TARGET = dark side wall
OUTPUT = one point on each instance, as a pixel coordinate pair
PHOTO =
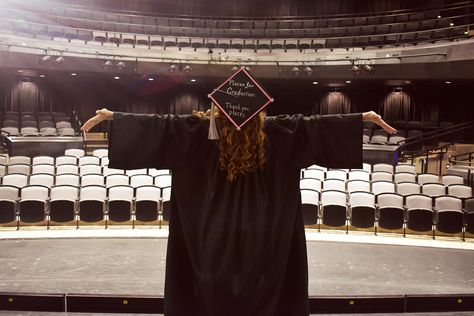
(251, 8)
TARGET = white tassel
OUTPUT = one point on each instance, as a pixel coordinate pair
(213, 134)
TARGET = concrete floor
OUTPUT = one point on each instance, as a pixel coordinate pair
(136, 266)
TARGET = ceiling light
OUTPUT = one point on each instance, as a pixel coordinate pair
(296, 71)
(369, 68)
(355, 69)
(187, 69)
(120, 65)
(108, 64)
(59, 60)
(308, 70)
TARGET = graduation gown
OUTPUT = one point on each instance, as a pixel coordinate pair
(235, 248)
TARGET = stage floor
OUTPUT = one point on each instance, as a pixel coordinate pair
(132, 262)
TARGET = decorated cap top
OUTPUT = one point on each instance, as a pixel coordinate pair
(240, 97)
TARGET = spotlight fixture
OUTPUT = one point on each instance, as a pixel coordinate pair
(355, 69)
(108, 64)
(369, 68)
(187, 69)
(120, 65)
(59, 60)
(296, 71)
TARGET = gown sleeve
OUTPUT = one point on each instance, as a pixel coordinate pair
(152, 141)
(333, 141)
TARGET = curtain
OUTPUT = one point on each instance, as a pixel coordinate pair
(335, 103)
(398, 106)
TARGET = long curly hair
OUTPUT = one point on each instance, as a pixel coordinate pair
(240, 152)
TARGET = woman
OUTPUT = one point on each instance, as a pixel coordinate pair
(236, 241)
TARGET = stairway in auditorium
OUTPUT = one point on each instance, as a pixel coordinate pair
(95, 141)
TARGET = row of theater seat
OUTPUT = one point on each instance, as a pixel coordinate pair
(387, 197)
(417, 213)
(39, 124)
(91, 204)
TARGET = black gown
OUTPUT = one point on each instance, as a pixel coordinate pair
(235, 248)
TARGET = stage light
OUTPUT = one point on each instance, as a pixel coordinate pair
(355, 69)
(59, 60)
(296, 71)
(369, 68)
(308, 70)
(120, 65)
(108, 64)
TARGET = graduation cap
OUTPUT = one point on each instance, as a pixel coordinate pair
(240, 98)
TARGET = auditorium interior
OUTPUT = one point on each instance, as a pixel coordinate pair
(393, 237)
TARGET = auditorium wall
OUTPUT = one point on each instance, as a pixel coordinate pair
(429, 102)
(249, 8)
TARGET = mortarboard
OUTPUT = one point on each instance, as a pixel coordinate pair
(239, 98)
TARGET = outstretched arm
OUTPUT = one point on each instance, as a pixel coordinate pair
(101, 115)
(377, 119)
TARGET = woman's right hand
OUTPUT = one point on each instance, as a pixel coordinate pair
(101, 115)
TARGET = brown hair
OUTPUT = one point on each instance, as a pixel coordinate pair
(240, 152)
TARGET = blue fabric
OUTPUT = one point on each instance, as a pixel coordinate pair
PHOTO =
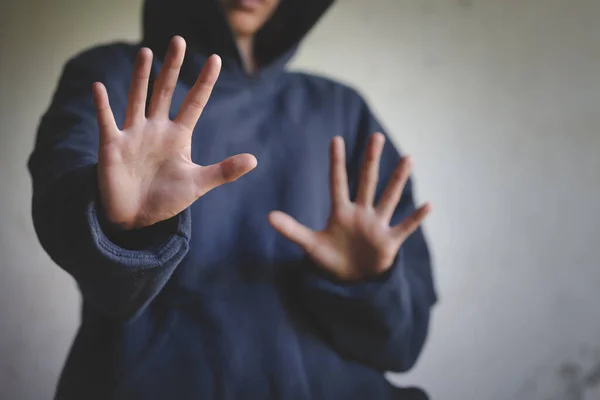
(214, 304)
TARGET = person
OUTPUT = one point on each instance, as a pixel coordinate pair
(307, 278)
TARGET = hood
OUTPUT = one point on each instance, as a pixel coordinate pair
(203, 24)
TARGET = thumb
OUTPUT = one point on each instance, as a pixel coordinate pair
(209, 177)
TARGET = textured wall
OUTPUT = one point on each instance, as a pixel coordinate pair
(498, 101)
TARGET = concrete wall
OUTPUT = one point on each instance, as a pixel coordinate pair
(498, 101)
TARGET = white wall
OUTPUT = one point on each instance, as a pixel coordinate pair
(498, 101)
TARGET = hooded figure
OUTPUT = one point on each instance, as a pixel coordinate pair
(213, 303)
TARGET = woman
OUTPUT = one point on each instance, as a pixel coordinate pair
(186, 299)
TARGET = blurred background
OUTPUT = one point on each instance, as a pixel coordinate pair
(499, 103)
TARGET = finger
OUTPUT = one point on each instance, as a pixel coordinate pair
(293, 230)
(136, 104)
(370, 171)
(106, 120)
(211, 176)
(403, 230)
(393, 191)
(167, 79)
(338, 174)
(196, 99)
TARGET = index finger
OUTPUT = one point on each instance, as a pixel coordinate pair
(198, 96)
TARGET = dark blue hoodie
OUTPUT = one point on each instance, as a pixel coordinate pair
(213, 303)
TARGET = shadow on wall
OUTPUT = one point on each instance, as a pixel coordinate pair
(569, 381)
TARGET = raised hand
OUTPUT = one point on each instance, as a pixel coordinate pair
(358, 242)
(145, 170)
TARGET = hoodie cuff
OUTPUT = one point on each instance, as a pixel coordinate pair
(372, 290)
(146, 247)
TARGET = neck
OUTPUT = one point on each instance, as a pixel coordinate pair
(245, 46)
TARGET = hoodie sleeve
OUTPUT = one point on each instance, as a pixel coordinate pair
(118, 273)
(384, 322)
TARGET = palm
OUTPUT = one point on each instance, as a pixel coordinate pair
(145, 171)
(357, 242)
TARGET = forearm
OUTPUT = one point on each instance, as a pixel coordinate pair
(382, 323)
(117, 279)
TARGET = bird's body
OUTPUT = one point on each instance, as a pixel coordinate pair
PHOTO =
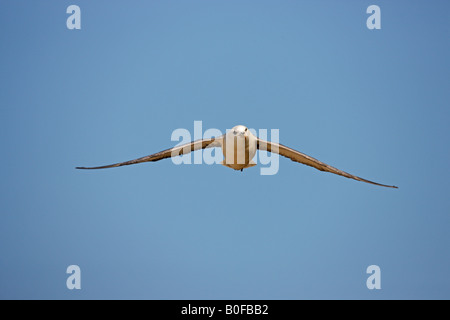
(239, 147)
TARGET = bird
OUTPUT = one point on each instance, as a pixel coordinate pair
(239, 146)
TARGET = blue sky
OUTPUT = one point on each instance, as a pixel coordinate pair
(370, 102)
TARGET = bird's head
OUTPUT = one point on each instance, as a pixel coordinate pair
(240, 131)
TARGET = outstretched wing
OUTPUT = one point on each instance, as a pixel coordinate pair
(297, 156)
(173, 152)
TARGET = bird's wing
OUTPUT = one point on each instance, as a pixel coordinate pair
(297, 156)
(173, 152)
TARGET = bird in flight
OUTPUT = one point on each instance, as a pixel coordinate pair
(239, 147)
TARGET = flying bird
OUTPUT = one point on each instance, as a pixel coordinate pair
(239, 147)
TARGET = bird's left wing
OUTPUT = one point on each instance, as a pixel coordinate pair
(297, 156)
(172, 152)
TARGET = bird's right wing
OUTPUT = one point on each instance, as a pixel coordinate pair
(297, 156)
(173, 152)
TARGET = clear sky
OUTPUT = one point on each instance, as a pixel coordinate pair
(374, 103)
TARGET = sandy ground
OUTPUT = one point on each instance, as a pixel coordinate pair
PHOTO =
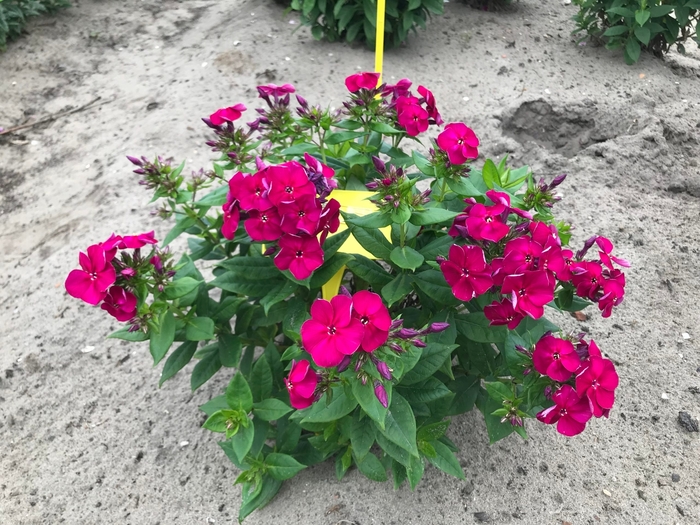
(87, 437)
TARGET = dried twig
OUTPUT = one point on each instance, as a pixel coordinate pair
(50, 118)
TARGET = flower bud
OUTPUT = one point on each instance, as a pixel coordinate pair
(438, 327)
(380, 392)
(384, 370)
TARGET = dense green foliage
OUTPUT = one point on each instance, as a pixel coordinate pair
(635, 25)
(15, 13)
(355, 20)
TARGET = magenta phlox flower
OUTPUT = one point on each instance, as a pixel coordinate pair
(597, 380)
(430, 106)
(485, 223)
(521, 254)
(530, 291)
(587, 278)
(251, 190)
(412, 117)
(137, 241)
(288, 182)
(301, 384)
(120, 304)
(301, 214)
(503, 313)
(556, 358)
(300, 254)
(466, 272)
(613, 292)
(459, 142)
(264, 225)
(400, 89)
(570, 412)
(91, 282)
(329, 222)
(272, 90)
(332, 332)
(359, 81)
(229, 114)
(374, 317)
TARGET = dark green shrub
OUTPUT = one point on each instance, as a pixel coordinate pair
(355, 20)
(15, 13)
(635, 25)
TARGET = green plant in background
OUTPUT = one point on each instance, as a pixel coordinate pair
(356, 20)
(15, 13)
(634, 25)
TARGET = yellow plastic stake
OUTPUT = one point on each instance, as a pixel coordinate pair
(379, 40)
(356, 201)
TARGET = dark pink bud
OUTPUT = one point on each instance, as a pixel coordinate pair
(380, 392)
(383, 370)
(344, 364)
(438, 327)
(396, 323)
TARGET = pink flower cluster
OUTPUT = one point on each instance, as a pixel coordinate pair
(532, 265)
(595, 382)
(94, 281)
(343, 325)
(285, 204)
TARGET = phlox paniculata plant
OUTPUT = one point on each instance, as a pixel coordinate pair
(360, 293)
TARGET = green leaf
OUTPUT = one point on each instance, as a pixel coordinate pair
(342, 136)
(617, 30)
(432, 216)
(199, 329)
(432, 358)
(177, 360)
(229, 350)
(406, 258)
(238, 394)
(282, 466)
(362, 436)
(446, 461)
(368, 401)
(163, 337)
(643, 34)
(373, 241)
(632, 50)
(424, 391)
(373, 220)
(490, 174)
(261, 379)
(369, 271)
(475, 327)
(371, 467)
(242, 441)
(398, 288)
(433, 284)
(277, 295)
(270, 409)
(204, 370)
(423, 164)
(322, 412)
(400, 425)
(124, 334)
(181, 287)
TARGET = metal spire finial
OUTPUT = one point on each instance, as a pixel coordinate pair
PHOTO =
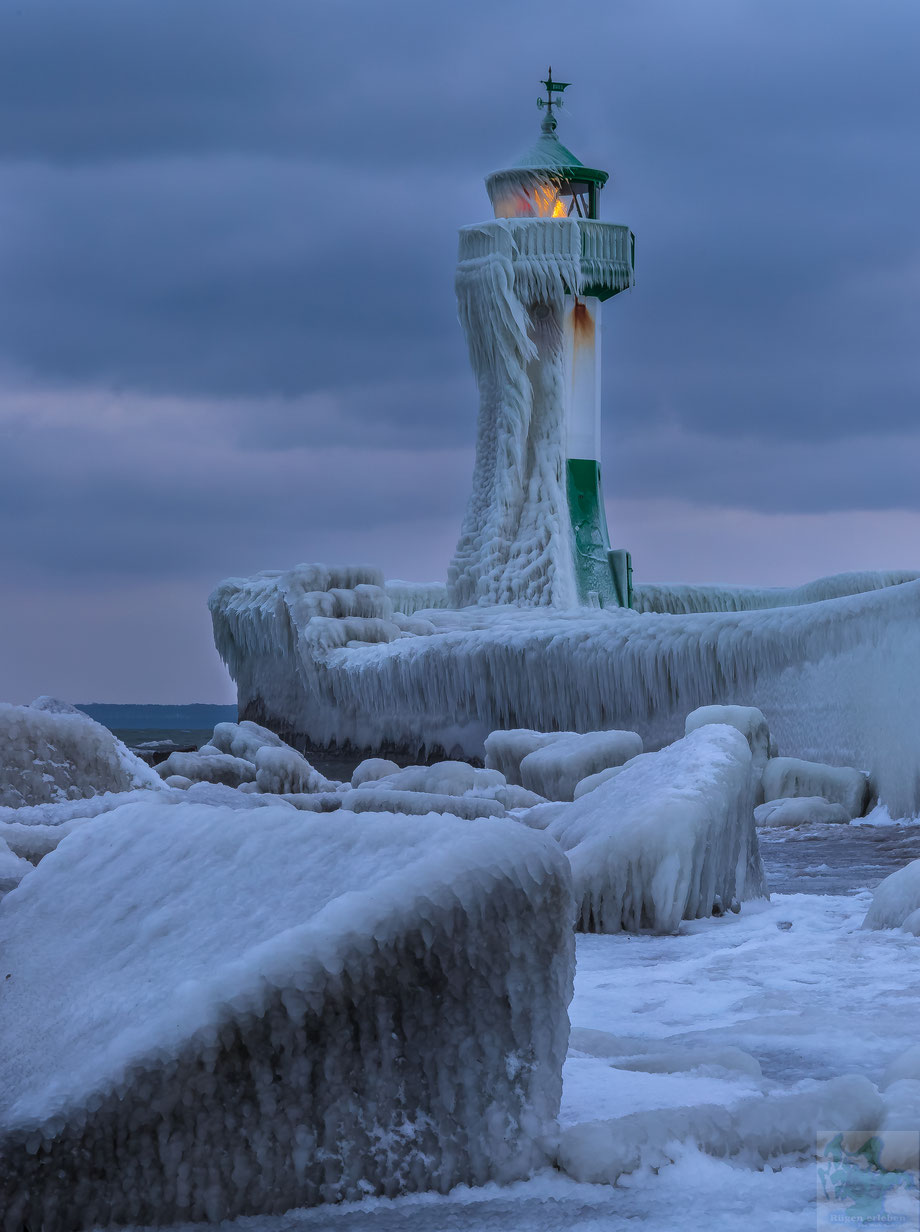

====

Copy the rows above word for word, from the line with "TARGET = flower bud" through the last line of the rows, both ends included. Leave the pictures out of your copy.

Result of this exercise
TARGET = flower bud
OUTPUT = one point on each instance, as a pixel coordinate pair
(438, 327)
(380, 392)
(384, 370)
TARGET = dense green foliage
OUTPUT = one point on each instance, as a pixel coordinate pair
(635, 25)
(15, 13)
(355, 20)
TARGET = magenta phlox flower
OUTPUT = one point on each instance, as a pixel coordinate pair
(597, 380)
(430, 106)
(485, 223)
(521, 254)
(530, 291)
(587, 278)
(251, 190)
(412, 117)
(137, 241)
(288, 182)
(301, 384)
(120, 304)
(301, 214)
(503, 313)
(556, 358)
(300, 254)
(466, 272)
(613, 292)
(459, 142)
(264, 225)
(400, 89)
(570, 412)
(91, 282)
(329, 222)
(272, 90)
(332, 332)
(359, 81)
(229, 114)
(374, 317)
TARGET = dark green shrub
OUTPUT = one point on each instance, as a pixel coordinate pair
(355, 20)
(15, 13)
(635, 25)
TARGET = green plant in background
OUTPUT = one point on each instance, as a pixel coordinate pair
(356, 20)
(15, 13)
(634, 25)
TARGET = yellow plastic stake
OUTPUT = one point on each instance, as a pixel coordinate pair
(379, 40)
(356, 201)
TARGET = dark pink bud
OUTPUT = one point on each instance, as a pixel coordinate pair
(380, 392)
(383, 370)
(344, 364)
(438, 327)
(396, 323)
TARGET = pink flower cluster
OUTPUT = one point on each instance, as a pixel coordinate pair
(532, 265)
(595, 382)
(94, 281)
(343, 325)
(285, 204)
TARGET = phlox paniculata plant
OUTPUT = one point on each instance, as a pixel coordinate pair
(360, 293)
TARGET = green leaf
OUTPUT = one point on each instance, as a pixel coordinate pair
(342, 136)
(617, 30)
(432, 216)
(199, 329)
(432, 358)
(177, 360)
(229, 350)
(406, 258)
(238, 394)
(282, 466)
(362, 436)
(446, 461)
(368, 401)
(163, 337)
(643, 34)
(373, 241)
(632, 50)
(424, 391)
(373, 220)
(490, 174)
(261, 379)
(369, 271)
(475, 327)
(371, 467)
(242, 441)
(398, 288)
(433, 284)
(277, 295)
(270, 409)
(204, 370)
(423, 164)
(322, 412)
(400, 425)
(124, 334)
(181, 287)
TARGET = metal spire finial
OUTPUT = one point on each instance, as a pixel coordinate pair
PHOTO =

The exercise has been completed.